_課題要件_: 抜粋本文のうち、「血液培養1セットでは2セット」を含む語句から「処方された退院患者数(分母)」までの部分を、「陽性率」を「検出率」に置き換えて書き直してください。

リスクレベルが「中」以上の手術を施行した患者の肺血栓塞栓症の予防対策の実施率ファイルをダウンロード
肺血栓塞栓症発症のリスクレベルが
「中」以上の手術を施行した
退院患者数(分母)
分母のうち、肺血栓塞栓症の
予防対策が実施された患者数(分子)
リスクレベルが「中」以上の手術を
施行した患者の肺血栓塞栓症の
予防対策の実施率
247 207 83.81%
本院では、手術患者全症例でリスクアセスメント評価を実施しています。
また、全身麻酔症例ではこのアセスメント評価に沿って、間欠的空気圧迫装置を麻酔導入時から開始しています。
昨年度に比べ、実施率がやや低下していますが、耳鼻咽喉科の手術を受ける患者さんの割合が増えたことが影響しています。耳鼻咽喉科の手術は、手術時間が短く、下肢血栓のリスクが低いため、予防の対象とならない場合が多くあります。患者さんの安全性に問題があるわけではなく、リスクに応じた適切な予防を行っています。
血液培養2セット実施率ファイルをダウンロード
血液培養オーダー日数(分母) 血液培養オーダーが1日に
2件以上ある日数(分子)
血液培養2セット実施率
674 611 90.65%
血液培養2セット実施は、感染症治療として広域抗菌薬を投与する際に、投与開始時に実施することが望ましいとされています。
血液培養1セットでは2セットに比べ陽性率が低く、2セット採取が推奨されています。血液培養2セット実施率は血液培養を行う際に2セット以上の検査が実施された割合を示しています。
本院では、抗菌薬使用支援チーム(AST)を組織しており、抗菌薬の選択や量だけでなく、必要な検査の実施についても検討しています。本院の令和6年度の実施率は90.65%となっており、一般的に理想とされている80~90%の指標を上回っています。
広域スペクトル抗菌薬使用時の細菌培養実施率ファイルをダウンロード
広域スペクトルの抗菌薬が
処方された退院患者数(分母)
分母のうち、入院日以降抗菌薬処方日
までの間に細菌培養同定検査が
実施された患者数(分子)

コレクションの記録
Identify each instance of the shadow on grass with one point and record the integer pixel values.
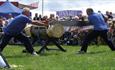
(18, 56)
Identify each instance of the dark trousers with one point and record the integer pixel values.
(94, 34)
(22, 38)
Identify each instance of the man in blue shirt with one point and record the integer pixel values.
(15, 28)
(100, 29)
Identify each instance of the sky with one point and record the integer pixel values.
(51, 6)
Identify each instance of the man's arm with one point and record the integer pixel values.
(39, 23)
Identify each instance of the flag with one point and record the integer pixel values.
(34, 4)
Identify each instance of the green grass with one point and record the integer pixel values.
(97, 58)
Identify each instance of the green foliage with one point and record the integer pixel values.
(97, 58)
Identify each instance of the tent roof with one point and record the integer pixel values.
(8, 7)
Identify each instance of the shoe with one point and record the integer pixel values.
(34, 53)
(81, 52)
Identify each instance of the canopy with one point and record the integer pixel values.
(9, 8)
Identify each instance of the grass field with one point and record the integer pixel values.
(97, 58)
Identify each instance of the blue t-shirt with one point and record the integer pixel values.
(17, 25)
(97, 21)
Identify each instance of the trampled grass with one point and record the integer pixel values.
(97, 58)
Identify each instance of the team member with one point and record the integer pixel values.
(15, 28)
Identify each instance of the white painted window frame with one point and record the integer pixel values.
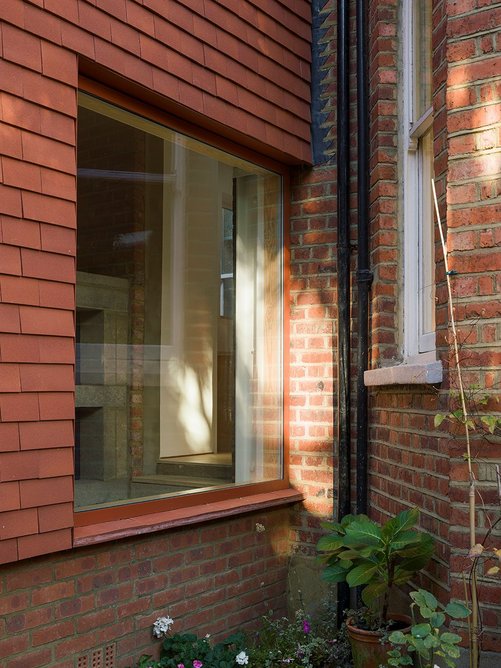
(419, 345)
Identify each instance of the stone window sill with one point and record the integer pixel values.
(428, 373)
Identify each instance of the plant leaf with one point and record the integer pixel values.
(424, 598)
(360, 574)
(363, 532)
(437, 620)
(420, 630)
(457, 610)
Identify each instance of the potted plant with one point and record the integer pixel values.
(429, 640)
(378, 558)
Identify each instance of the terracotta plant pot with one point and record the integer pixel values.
(367, 650)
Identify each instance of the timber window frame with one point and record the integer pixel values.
(276, 487)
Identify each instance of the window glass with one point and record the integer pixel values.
(179, 303)
(423, 57)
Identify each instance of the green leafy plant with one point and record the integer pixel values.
(187, 650)
(362, 553)
(296, 643)
(428, 640)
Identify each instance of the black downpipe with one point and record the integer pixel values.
(343, 274)
(364, 275)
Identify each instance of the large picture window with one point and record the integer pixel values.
(179, 313)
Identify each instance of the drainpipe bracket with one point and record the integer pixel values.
(365, 276)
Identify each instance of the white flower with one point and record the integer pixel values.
(161, 626)
(242, 659)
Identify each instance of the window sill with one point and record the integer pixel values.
(429, 373)
(169, 519)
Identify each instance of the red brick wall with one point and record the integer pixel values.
(412, 462)
(473, 99)
(83, 606)
(407, 466)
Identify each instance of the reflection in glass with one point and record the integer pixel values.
(178, 313)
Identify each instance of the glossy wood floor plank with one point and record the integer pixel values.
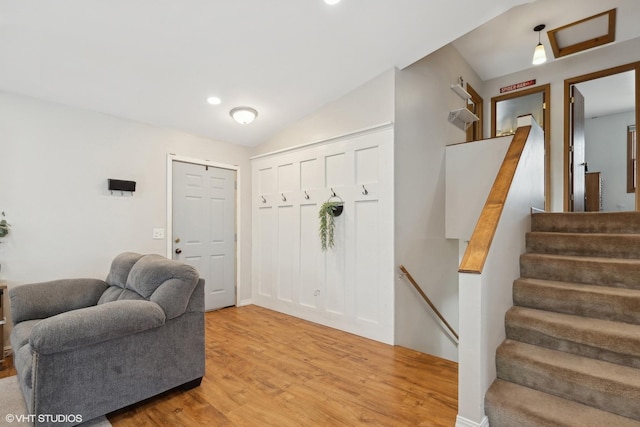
(265, 368)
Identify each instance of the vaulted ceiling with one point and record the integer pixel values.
(156, 61)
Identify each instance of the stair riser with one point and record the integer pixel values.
(510, 405)
(618, 273)
(536, 337)
(600, 222)
(612, 307)
(601, 393)
(590, 245)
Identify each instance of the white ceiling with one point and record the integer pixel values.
(505, 44)
(156, 61)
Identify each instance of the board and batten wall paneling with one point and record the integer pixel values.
(349, 287)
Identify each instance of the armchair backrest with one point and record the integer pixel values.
(155, 278)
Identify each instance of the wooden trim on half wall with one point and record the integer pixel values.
(546, 127)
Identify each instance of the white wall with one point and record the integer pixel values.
(556, 72)
(53, 187)
(606, 152)
(423, 101)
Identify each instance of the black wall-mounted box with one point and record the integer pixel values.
(120, 185)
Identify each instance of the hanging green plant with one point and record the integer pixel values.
(4, 226)
(327, 214)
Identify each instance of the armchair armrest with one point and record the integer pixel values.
(92, 325)
(46, 299)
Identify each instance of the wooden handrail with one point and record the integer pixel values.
(480, 243)
(426, 298)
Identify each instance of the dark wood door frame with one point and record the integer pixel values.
(475, 132)
(546, 127)
(634, 66)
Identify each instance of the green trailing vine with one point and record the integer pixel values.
(4, 226)
(327, 224)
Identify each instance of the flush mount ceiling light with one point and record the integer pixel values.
(539, 55)
(243, 115)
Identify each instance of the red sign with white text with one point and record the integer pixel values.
(517, 86)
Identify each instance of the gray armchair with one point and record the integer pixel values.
(89, 347)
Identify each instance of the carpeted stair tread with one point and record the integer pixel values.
(614, 342)
(587, 222)
(606, 386)
(584, 244)
(511, 405)
(617, 272)
(602, 302)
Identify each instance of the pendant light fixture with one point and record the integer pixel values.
(539, 55)
(243, 115)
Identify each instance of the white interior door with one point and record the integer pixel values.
(204, 228)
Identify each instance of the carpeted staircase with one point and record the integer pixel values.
(572, 353)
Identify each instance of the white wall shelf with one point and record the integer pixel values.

_解答_:
血液培養1セットでは2セットに比べ検出率が低く、2セット採取が推奨されています。血液培養2セット実施率は血液培養を行う際に2セット以上の検査が実施された割合を示しています。
本院では、抗菌薬使用支援チーム(AST)を組織しており、抗菌薬の選択や量だけでなく、必要な検査の実施についても検討しています。本院の令和6年度の実施率は90.65%となっており、一般的に理想とされている80~90%の指標を上回っています。
広域スペクトル抗菌薬使用時の細菌培養実施率ファイルをダウンロード
広域スペクトルの抗菌薬が
処方された退院患者数(分母)